## AUFGABE
Zitiere aus der Kritik zu Ultraviolet wortgetreu den Abschnitt zwischen „Irgendwann in der“ und „kämpft in Stöckelschuhen.“, beide Stellen eingeschlossen.

## VORLIEGENDER TEXT

Ultraviolet

Ultraviolet ist eine britische TV-Serie aus den 90ern, die niemand kennt. Genau wie in Kurt Wimmers Spielfilm von 2006 geht es um modernisierte Vampire. Hier enden die Gemeinsamkeiten.


What?

Story

Irgendwann in der Zukunft entdecken irgendwelche Forscher ein uraltes Virus, das die Menschen zu vampirartigen Monstern macht. Es beginnt ein Krieg und die Partei mit den Fangzähnen wird fast ausgerottet. Violet gehört zu den Überlebenden und ist im Kampf gegen die Menschen ganz vorne mit dabei.
Als eine vermeintliche Superwaffe gegen die Vampire von ihr entwendet wird, steht sie plötzlich zwischen den Fronten und muss mit einem unerträglich passivem Balg ganz viele Leute töten. Außerdem kann sie an der Decke laufen, weil sie ein Schwerkraft-irgendwas-Gerät hat, das sie nach 20 Minuten aber einfach nicht mehr benutzt. Sie kämpft in Stöckelschuhen.

Kritik

Ultraviolet hat einen eigentlich vielversprechenden Start. Der Vorspann besteht aus den Covern von Comics der nicht existierenden Vorlage zum Film. Teile der Titelblätter entpuppen sich als Namen der Beteiligten. Das clever zu nennen, wäre ein Affront gegen wirklich clevere Filme, aber nett ist es irgendwie. Dann enden die Opening-Credits und am Anfang ist das Wort von Violet. Und diese Violet spricht zu dem Zuschauer, erklärt ihm, dass er ihre Welt vielleicht nicht verstünde. Das ist schräg. Es ist schräg, wenn die Hauptfigur einer Geschichte, welche in einer anderen, zukünftigen Realität spielt, vom Zuschauer und seiner Realität weiß. Das ist verstörend. Wieso spricht sie zu der Vergangenheit? Wie macht sie das? Ist sie irre? Wenn sie es nicht ist, sind dann Zeitreisen möglich? Wen dem so ist, liebe Violet, nutze diese Technik doch, um dein Problem zu lösen. DU MUSST NICHT ALLE TÖTEN und dein Leben riskieren. DU KANNST NÄMLICH DURCH DIE ZEIT REISEN!
Was? Nein, kannst du nicht? Steht davon nichts im Drehbuch? WIESO SPRICHST DU DANN ZUM ZUSCHAUER UND ERZÄHLST VON DEINER FREMDEN WELT?
Ok, viele Großbuchstaben. Aber ja, Violet, du hast schon Recht. Deine Welt ist tatsächlich nicht zu verstehen. Verstehst du sie?

## DATENSATZZEILEN
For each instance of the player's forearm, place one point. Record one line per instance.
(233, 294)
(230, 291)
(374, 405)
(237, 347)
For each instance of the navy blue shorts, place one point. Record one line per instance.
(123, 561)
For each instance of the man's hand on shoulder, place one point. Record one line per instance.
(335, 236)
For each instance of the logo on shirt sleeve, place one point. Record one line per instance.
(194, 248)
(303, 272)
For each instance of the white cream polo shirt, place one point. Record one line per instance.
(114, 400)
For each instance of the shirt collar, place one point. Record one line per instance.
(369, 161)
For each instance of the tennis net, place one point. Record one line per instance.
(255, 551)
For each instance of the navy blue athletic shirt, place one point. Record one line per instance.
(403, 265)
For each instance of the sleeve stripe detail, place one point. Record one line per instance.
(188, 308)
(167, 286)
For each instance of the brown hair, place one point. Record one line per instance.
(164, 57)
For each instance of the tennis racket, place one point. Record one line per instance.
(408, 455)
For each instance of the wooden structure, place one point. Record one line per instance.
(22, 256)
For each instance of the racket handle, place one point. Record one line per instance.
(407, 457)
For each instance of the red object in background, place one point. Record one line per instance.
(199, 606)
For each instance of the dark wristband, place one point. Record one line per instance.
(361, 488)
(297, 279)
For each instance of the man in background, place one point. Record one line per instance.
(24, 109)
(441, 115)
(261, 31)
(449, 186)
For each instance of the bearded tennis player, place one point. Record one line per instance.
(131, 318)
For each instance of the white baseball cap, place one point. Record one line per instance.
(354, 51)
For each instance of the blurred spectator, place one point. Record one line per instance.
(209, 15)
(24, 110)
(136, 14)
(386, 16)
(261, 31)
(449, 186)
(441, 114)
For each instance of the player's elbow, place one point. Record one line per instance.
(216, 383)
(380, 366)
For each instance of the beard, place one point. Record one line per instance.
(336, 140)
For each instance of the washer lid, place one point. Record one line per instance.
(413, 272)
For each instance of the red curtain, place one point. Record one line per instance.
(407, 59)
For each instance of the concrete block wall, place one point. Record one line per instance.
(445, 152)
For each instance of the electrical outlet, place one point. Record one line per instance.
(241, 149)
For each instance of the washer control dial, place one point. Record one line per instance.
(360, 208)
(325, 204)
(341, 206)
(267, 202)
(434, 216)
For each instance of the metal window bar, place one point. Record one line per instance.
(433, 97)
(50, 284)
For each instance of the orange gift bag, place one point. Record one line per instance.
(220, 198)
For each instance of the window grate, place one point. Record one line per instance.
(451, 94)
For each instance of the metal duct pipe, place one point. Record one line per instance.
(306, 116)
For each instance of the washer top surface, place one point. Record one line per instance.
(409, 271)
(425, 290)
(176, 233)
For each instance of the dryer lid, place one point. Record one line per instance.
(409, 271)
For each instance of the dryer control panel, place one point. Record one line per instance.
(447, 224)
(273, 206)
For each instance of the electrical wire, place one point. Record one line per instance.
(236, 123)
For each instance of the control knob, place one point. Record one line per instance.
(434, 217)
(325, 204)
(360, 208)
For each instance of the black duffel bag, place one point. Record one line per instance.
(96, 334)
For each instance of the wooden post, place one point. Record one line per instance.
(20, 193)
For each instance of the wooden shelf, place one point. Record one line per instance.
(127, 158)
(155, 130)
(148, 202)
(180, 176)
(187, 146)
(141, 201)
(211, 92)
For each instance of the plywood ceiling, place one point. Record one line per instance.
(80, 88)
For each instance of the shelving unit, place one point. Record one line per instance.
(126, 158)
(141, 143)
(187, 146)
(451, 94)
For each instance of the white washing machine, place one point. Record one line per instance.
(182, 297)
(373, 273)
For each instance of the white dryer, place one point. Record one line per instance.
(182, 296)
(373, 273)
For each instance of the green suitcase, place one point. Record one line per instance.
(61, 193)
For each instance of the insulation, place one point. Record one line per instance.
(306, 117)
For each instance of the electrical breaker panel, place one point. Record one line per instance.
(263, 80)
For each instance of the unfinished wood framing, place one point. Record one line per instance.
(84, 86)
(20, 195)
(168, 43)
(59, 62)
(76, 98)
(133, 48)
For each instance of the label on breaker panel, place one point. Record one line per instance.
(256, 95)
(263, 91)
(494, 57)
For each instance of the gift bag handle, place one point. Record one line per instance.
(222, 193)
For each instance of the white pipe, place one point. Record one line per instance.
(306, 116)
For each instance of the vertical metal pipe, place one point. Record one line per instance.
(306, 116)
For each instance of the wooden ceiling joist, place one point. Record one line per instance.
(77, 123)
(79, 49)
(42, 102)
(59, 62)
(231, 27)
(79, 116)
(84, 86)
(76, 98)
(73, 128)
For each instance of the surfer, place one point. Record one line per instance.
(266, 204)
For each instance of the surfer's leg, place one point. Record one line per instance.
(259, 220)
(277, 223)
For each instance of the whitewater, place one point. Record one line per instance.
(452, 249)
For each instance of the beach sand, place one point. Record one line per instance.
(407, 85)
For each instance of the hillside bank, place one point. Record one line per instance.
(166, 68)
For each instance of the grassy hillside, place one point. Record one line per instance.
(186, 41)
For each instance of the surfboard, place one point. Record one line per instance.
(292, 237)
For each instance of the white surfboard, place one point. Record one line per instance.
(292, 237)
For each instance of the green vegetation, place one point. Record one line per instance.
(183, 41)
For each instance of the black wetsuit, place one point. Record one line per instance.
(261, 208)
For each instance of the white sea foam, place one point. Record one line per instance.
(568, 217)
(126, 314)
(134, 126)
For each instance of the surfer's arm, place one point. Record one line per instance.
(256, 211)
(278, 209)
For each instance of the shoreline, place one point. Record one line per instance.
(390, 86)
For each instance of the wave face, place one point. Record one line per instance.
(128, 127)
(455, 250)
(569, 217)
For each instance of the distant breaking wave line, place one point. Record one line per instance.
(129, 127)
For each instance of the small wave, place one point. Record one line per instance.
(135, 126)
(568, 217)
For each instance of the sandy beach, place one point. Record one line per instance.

## DEINE ANTWORT
Irgendwann in der Zukunft entdecken irgendwelche Forscher ein uraltes Virus, das die Menschen zu vampirartigen Monstern macht. Es beginnt ein Krieg und die Partei mit den Fangzähnen wird fast ausgerottet. Violet gehört zu den Überlebenden und ist im Kampf gegen die Menschen ganz vorne mit dabei.
Als eine vermeintliche Superwaffe gegen die Vampire von ihr entwendet wird, steht sie plötzlich zwischen den Fronten und muss mit einem unerträglich passivem Balg ganz viele Leute töten. Außerdem kann sie an der Decke laufen, weil sie ein Schwerkraft-irgendwas-Gerät hat, das sie nach 20 Minuten aber einfach nicht mehr benutzt. Sie kämpft in Stöckelschuhen.